▶ [EXERCISE TASK] From the entries below, extract word for word every line from the one containing "Can you find the yellow" through the one containing "(1157, 446)", including both of those lines.

====================

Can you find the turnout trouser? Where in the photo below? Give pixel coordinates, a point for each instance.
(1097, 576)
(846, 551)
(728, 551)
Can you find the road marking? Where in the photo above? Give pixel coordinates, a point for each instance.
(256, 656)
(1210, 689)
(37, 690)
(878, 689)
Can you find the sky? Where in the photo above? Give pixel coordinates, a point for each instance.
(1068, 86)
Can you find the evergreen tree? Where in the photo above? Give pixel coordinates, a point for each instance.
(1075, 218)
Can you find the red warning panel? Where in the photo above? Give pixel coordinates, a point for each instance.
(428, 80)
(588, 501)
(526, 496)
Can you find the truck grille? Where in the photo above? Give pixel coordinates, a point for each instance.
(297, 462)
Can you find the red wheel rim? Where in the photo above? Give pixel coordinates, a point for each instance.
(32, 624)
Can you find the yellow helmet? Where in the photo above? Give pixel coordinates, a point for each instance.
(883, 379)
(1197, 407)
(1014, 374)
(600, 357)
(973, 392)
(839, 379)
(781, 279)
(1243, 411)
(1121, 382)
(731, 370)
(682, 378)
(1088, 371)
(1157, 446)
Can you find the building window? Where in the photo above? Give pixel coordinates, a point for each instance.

====================

▶ [PROBLEM SOLUTION]
Can you find the yellow helmet? Where in the photo above? Give pixel coordinates, a point for each instance.
(883, 379)
(1197, 407)
(1014, 374)
(600, 357)
(973, 392)
(839, 379)
(781, 279)
(1243, 411)
(1121, 382)
(731, 370)
(682, 378)
(1088, 371)
(1157, 446)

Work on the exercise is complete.